### Given exercise
From the data below, keep only the lines that contain the word "instance", and copy each one out.

### Dataset records
'''

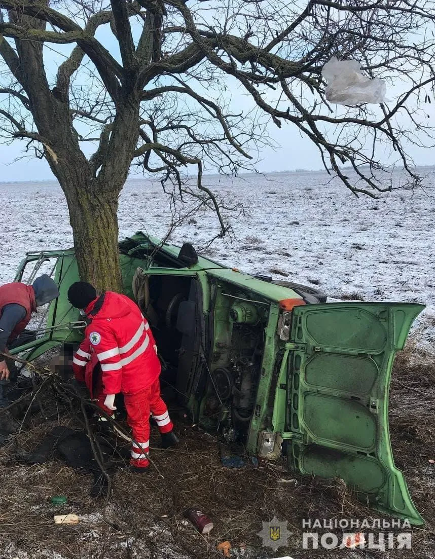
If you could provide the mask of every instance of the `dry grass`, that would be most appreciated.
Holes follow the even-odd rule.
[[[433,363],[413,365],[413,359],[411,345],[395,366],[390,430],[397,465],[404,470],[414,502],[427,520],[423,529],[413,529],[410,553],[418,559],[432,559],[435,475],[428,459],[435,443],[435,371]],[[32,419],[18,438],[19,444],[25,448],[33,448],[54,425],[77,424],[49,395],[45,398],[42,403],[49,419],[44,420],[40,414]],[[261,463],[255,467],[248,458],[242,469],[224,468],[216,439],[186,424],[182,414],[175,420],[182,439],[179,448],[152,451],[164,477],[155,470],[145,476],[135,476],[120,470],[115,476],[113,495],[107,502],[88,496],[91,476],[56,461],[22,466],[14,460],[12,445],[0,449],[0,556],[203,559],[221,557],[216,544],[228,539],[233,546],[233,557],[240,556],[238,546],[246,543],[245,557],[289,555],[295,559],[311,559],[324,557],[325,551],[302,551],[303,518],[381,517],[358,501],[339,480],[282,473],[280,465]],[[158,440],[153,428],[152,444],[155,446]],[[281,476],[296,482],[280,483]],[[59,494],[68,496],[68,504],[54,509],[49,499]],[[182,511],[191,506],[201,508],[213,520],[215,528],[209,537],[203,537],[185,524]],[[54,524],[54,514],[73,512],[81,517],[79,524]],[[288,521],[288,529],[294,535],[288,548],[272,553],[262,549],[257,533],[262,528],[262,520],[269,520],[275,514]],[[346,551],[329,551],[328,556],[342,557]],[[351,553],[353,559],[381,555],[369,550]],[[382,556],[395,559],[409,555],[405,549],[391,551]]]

'''
'''

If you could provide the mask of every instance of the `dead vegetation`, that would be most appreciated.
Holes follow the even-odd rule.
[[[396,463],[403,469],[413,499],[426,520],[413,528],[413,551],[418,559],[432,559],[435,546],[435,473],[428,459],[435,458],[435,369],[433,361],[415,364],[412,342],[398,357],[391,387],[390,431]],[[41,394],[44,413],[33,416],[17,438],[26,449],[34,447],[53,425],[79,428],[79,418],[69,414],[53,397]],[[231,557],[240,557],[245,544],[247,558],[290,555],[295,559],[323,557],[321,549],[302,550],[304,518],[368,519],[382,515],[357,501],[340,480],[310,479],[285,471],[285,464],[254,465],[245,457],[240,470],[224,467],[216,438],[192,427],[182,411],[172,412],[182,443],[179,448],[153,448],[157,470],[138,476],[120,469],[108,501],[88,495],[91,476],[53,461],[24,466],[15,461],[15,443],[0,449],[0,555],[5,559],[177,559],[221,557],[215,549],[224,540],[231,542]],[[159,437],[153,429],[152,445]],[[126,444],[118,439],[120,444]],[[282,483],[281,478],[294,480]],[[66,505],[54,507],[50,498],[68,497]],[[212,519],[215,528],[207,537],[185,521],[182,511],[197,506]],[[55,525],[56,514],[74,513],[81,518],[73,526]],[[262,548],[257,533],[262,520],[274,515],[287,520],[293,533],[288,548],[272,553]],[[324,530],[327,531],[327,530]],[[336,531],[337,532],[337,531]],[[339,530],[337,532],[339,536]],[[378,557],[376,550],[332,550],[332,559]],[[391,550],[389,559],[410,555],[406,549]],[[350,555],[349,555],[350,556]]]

'''

### Problem solution
If you could provide the mask of every instance of the `dry grass`, that would be most appreciated.
If you could provide the mask of every instance of the `dead vegetation`, that would be most appreciated.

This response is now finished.